Document segment>
----------------------------------------

Build Guide
How to Build a Recipe App
A recipe app with AI meal planning and automatic grocery list generation has a 15% conversion to $12/month — better than most B2B tools.
Recipe apps teach image handling, structured data (ingredients, steps, nutrition), filtering, user-generated content, and nutrition API integration — transferable to any content-heavy consumer app.
Data model
The core tables you'll need before writing any UI.
Build order
The sequence that minimises rewrites — build in this order.
Recipe card and detail page
Build a recipe card (image, title, time, difficulty, diet tags) and a detail page with ingredients list, step-by-step instructions, and serving size scaler. Hardcode 3 recipes to get the layout right.
Search and filters
Add a search input that filters by title. Add filter pills for cuisine (Italian, Asian, Mexican), diet (vegan, gluten-free, keto), and time range (under 30 min, under 1 hour). Combine filters with AND logic.
User accounts and favourites
Add Clerk auth. Add a favourite button on each recipe card — toggle a user_favorites join table. Add a /favourites page that shows saved recipes. Serve this as the logged-in homepage.
Weekly meal planner
Build a 7-day grid (Mon–Sun). Allow dragging or clicking a + button to assign a recipe to a meal slot. Save the plan per week to the meal_plan_entries table.

----------------------------------------

Given entries>
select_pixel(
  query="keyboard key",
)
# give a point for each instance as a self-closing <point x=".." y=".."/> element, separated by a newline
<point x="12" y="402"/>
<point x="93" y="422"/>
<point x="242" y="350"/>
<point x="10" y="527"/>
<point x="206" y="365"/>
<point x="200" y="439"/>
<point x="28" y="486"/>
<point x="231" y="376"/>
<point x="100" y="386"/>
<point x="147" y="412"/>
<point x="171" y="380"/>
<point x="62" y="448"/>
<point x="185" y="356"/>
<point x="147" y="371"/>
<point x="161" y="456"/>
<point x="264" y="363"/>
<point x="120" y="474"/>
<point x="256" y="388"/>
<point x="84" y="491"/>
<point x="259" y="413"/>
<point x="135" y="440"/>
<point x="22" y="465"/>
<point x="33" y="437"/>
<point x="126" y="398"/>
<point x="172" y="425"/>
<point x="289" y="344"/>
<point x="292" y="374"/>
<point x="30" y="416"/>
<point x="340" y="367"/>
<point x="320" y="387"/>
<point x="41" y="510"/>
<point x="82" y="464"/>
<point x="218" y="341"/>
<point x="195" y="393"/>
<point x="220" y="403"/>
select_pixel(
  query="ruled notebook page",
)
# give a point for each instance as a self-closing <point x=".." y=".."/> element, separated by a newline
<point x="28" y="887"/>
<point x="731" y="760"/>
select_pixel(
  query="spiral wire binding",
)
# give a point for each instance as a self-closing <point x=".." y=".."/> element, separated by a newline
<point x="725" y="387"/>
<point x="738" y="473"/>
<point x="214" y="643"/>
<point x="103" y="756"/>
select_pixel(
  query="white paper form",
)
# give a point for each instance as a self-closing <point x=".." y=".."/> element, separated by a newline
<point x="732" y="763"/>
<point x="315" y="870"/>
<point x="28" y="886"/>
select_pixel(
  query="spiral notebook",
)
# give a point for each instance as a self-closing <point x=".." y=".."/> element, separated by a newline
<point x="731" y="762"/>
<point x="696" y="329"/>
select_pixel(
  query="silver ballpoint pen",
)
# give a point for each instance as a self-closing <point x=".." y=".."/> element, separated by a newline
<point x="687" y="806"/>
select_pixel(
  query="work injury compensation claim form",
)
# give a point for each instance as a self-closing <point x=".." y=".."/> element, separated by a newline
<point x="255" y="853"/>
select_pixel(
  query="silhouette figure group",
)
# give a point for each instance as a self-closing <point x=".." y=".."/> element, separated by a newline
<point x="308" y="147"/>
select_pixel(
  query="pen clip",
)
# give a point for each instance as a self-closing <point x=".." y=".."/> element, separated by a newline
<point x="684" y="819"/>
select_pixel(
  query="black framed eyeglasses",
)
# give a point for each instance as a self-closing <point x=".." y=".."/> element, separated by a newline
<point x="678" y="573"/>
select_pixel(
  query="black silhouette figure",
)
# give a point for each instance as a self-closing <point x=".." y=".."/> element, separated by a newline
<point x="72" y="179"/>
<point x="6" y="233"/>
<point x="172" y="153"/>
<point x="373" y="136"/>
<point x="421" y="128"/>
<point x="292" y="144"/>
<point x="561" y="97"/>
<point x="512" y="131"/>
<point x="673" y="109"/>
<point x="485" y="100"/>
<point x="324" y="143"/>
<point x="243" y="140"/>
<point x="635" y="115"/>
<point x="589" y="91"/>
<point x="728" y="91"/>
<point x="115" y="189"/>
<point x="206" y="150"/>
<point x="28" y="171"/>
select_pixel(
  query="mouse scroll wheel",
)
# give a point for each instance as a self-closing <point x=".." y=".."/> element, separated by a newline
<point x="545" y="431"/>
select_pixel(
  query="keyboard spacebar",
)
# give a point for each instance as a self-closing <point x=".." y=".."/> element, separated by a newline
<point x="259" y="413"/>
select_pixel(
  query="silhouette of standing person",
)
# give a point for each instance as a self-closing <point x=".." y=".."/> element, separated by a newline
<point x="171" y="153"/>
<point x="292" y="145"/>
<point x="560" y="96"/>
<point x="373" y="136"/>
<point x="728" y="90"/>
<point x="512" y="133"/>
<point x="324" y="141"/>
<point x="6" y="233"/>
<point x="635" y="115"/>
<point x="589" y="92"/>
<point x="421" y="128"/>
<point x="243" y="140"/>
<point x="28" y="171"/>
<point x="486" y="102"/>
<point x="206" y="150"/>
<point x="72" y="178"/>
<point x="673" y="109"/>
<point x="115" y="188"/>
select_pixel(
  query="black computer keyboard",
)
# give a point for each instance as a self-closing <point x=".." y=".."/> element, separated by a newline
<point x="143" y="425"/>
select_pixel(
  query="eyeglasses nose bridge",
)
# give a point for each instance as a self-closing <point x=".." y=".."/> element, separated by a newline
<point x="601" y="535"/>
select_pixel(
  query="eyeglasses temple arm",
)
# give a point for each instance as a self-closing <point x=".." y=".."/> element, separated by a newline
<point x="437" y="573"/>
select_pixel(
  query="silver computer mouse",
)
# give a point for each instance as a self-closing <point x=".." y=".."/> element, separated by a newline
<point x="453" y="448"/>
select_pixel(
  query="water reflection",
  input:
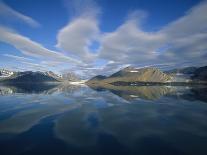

----------------------------------------

List of tasks>
(1) Does each statement agree with the recipe app build guide? Answer yes or no for each, and quote the words from the guide that decide it.
(a) The guide says to hardcode three recipes while building the recipe card and detail page.
(b) Search filters are combined using OR logic.
(c) The weekly meal planner grid covers five days.
(2) Which authentication does the recipe app build guide add for user accounts?
The entries come from a separate source.

Solutions to the exercise>
(1)
(a) Yes: "Hardcode 3 recipes to get the layout right."
(b) No: "Combine filters with AND logic."
(c) No: "Build a 7-day grid (Mon–Sun)."

(2) Clerk auth.